* **Short exercise**
Nothing but the lines from the one containing "Exercise. Mark the lake" through the last line should be written out, please, exactly as they stand.
— START —
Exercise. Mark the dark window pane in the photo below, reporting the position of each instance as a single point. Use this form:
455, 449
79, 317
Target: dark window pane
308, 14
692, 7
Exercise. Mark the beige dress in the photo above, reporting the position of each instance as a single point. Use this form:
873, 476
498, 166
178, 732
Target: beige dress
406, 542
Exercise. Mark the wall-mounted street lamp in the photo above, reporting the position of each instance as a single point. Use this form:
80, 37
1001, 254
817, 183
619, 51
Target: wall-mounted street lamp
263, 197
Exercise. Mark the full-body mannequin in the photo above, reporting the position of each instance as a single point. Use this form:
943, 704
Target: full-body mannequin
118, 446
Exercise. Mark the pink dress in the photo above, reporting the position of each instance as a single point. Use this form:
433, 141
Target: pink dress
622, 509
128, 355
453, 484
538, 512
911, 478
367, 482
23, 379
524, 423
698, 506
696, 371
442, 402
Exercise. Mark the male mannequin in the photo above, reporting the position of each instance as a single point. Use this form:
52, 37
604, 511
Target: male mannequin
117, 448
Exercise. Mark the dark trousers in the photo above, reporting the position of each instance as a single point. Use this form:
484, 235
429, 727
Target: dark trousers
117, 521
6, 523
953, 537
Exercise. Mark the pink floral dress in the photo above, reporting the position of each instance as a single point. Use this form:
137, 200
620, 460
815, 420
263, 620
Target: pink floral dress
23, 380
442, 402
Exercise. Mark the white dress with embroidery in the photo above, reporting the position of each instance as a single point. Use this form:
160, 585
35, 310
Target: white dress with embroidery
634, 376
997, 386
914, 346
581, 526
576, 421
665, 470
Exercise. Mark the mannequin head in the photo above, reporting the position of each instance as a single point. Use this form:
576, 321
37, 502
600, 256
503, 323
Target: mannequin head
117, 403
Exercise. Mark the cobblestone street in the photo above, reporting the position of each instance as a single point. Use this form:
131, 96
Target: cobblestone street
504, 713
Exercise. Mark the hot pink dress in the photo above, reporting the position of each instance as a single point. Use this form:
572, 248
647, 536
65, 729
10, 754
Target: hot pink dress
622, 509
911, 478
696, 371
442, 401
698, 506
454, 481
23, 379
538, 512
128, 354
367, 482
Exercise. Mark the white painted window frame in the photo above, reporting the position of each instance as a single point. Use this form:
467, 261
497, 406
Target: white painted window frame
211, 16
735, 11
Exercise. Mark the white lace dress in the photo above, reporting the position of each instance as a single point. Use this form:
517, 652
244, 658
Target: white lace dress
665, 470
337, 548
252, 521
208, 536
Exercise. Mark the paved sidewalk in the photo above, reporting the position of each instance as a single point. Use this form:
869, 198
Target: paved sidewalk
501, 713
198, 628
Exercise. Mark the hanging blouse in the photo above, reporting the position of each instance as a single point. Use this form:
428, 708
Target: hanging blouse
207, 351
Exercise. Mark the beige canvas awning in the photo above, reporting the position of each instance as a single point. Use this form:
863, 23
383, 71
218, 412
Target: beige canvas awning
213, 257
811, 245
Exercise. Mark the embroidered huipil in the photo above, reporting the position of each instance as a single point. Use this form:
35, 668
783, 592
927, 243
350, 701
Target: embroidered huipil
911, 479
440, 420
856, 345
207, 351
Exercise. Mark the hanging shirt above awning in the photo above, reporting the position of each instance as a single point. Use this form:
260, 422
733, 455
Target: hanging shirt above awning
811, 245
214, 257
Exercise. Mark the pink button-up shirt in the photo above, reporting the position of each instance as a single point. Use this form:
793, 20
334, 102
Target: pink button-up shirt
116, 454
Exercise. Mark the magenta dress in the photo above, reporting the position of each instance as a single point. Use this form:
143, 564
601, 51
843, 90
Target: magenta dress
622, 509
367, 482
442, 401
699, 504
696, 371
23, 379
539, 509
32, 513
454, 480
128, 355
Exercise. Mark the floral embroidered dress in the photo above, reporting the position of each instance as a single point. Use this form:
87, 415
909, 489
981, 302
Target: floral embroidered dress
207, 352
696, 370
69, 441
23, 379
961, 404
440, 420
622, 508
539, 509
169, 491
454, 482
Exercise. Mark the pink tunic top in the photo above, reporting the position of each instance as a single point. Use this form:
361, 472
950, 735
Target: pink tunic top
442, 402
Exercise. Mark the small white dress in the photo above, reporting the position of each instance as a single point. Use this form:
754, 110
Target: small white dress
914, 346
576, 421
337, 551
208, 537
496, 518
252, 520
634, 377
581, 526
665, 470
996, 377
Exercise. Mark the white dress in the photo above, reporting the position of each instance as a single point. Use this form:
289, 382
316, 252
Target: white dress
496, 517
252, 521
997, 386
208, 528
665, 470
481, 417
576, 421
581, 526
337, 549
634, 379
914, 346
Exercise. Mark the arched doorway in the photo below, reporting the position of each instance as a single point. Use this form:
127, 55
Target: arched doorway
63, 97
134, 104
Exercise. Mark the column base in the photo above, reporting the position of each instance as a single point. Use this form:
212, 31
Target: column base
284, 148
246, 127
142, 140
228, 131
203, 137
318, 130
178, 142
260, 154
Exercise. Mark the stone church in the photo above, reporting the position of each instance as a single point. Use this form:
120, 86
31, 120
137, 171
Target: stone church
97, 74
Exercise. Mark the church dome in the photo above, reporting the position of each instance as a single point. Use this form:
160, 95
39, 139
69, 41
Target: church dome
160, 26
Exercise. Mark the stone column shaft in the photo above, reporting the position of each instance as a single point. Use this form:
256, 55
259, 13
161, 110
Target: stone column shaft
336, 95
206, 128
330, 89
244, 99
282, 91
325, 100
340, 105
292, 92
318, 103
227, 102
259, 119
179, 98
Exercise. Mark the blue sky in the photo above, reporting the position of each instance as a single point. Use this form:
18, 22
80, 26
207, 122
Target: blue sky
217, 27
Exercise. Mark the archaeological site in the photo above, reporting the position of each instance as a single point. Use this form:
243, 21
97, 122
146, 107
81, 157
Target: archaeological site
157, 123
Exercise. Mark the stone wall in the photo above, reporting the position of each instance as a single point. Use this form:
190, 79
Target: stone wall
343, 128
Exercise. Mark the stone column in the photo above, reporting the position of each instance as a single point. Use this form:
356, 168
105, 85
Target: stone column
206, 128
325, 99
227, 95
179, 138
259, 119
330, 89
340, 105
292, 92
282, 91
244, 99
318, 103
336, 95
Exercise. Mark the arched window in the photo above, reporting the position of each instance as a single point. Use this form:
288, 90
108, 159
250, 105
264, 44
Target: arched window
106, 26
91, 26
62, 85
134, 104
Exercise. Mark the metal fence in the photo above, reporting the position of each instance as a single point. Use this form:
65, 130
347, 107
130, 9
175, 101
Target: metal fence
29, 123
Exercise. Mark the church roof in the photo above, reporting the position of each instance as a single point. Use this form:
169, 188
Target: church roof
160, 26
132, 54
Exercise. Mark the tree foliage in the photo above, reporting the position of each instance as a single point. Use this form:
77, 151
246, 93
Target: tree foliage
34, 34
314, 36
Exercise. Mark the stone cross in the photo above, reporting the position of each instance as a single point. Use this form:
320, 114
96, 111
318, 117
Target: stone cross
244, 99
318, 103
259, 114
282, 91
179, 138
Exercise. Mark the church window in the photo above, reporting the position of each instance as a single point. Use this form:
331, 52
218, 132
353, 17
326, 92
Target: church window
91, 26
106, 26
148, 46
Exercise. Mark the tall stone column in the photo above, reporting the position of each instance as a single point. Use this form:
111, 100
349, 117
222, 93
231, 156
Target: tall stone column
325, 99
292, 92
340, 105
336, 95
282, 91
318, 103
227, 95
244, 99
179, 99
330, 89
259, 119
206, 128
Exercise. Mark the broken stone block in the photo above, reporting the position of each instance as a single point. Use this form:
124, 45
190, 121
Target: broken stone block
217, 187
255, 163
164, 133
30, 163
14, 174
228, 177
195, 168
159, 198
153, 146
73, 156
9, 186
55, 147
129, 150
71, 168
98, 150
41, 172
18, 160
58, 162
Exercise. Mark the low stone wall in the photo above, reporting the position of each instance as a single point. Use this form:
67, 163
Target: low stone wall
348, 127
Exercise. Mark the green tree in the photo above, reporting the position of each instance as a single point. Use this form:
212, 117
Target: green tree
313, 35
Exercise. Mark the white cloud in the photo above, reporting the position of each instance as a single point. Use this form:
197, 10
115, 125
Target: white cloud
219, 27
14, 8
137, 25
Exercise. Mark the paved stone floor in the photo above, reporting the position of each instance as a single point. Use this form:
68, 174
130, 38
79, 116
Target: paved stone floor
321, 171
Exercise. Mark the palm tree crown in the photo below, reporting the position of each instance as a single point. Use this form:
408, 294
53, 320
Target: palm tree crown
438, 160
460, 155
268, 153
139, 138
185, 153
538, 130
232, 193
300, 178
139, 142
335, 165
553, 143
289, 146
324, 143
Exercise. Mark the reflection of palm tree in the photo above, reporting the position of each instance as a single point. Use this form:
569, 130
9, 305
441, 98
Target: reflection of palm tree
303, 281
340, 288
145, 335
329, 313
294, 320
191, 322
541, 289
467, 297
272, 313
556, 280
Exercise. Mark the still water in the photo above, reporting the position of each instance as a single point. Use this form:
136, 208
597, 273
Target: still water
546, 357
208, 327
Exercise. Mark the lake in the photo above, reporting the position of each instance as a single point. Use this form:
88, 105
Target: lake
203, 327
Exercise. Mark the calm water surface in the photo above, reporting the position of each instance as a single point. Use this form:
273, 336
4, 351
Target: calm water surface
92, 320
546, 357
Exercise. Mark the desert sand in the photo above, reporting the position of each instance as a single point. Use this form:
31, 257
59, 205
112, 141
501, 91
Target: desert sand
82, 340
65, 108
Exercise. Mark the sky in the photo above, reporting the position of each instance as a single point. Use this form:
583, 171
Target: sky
— END —
* **Result below**
Exercise. Mark the lake in the photo above, reporting the position of each instance as a single point. Use this form:
88, 105
Target: lake
203, 327
Exercise. Mark the calm water surface in the photo above, reporting the position of each instance as a single point. Use this form:
273, 336
4, 351
Target: calm water surface
92, 320
546, 357
Exercise. Mark the desert sand in the photo above, reporting the position of each instance as a single point. Use this form:
31, 257
59, 205
112, 141
501, 91
Target: desert sand
82, 340
65, 108
Exercise. Mark the sky in the photo above, reporting the position of each instance as a single point. Use this form:
583, 171
Target: sky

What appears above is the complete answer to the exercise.